Выбранный текст ::
==*==

Насильственное лечение, вероятно, ускорило смерть Гоголя.
Последнюю ночь он был уже в беспамятстве. Елизавета Фоминична Вагнер, теща
Погодина, на руках которой Гоголь скончался, свидетельствует: «...по-видимому,
он не страдал, ночь всю был тих, только дышал тяжело; к утру дыхание сделалось
реже и реже, и он как будто уснул...» (из письма Е.Ф. Вагнер к М.П.
Погодину от 21 февраля 1851 года) [4, т. 3, с. 524].
21 февраля, в четверг, около восьми утра, Гоголь преставился
ко Господу. Последними его словами, сказанными в полном сознании, были: «Как
сладко умирать!» [4, т. 2, с. 110]. Доктор Тарасенков, прибывший через два часа
после смерти Гоголя, писал об увиденном: «Нельзя вообразить, чтобы кто-нибудь
мог терпеливее его сносить все врачебные пособия, насильно ему навязываемые;
лицо умершего выражало не страдание, а спокойствие, ясную мысль, унесенную с
собою за гроб» [12, с. 28].
Накануне, часу в одиннадцатом, Гоголь громко произнес:
«Лестницу, поскорее, давай лестницу!..» [там же, с. 27]. Подобные слова о
лестнице сказал перед смертью святитель Тихон Задонский, один из любимых
духовных писателей Гоголя, сочинения которого он перечитывал неоднократно.
<2>
Праведная христианская кончина Гоголя стала вершиной его
духовного пути, последней ступенью той лествицы, по которой он поднимался всю
жизнь. В словах «Как сладко умирать!» ясно слышится известное изречение
близкого душе Гоголя святого апостола Павла: «...имею желание разрешиться и
быть со Христом…» (Флп. 1: 23). На церковнославянском языке эти слова
читаются так: «...желание имый разрешитися и со Христом быти». В
принадлежавшей Гоголю славянской Библии 1820 года издания, хранящейся ныне в
Рукописном отделе Пушкинского Дома, против данного стиха – загадочная помета:
«Требование<?>» [3, т. 9, с. 155].
Можно предположить, что слово «требование» употреблено здесь
Гоголем как церковнославянское в значении: нужда, потребность,
необходимость. В предисловии к «Словарю трудных слов из богослужения» О.А.
Седакова приводит глагол требовати (русское значение: «настоятельно
просить», церковнославянское: «сильно нуждаться») в качестве образца
церковнославяно-русских паронимов[6][11, с. 7]. В словаре даются
многочисленные примеры такого словоупотребления в Священном Писании и
богослужебных книгах.
Вот несколько подобных случаев.

==*==

Набор заданий ::
**a)** Перепишите отрывок о смерти Гоголя от слов «21 февраля, в» до слов «[12, с. 28].» включительно, поставив «семи» вместо «восьми».
**b)** Какими, согласно отрывку о смерти Гоголя, были последние слова, сказанные им в полном сознании?
Строки после этого текста к нему не относятся.

Исходные данные ::
==*==

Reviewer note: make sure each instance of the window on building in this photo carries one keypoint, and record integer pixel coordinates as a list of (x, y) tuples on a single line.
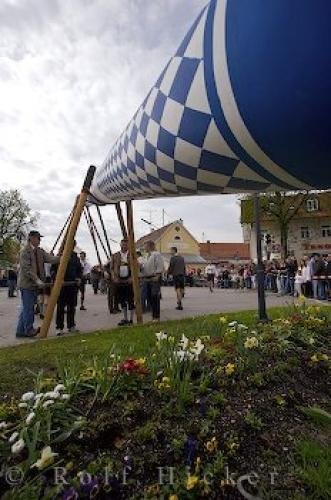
[(326, 231), (312, 205), (305, 232)]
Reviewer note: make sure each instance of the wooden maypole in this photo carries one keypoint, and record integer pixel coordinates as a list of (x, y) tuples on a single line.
[(67, 250)]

==*==

Ответы по заданиям ::
**a)**
21 февраля, в четверг, около семи утра, Гоголь преставился
ко Господу. Последними его словами, сказанными в полном сознании, были: «Как
сладко умирать!» [4, т. 2, с. 110]. Доктор Тарасенков, прибывший через два часа
после смерти Гоголя, писал об увиденном: «Нельзя вообразить, чтобы кто-нибудь
мог терпеливее его сносить все врачебные пособия, насильно ему навязываемые;
лицо умершего выражало не страдание, а спокойствие, ясную мысль, унесенную с
собою за гроб» [12, с. 28].

**b)** «Как сладко умирать!»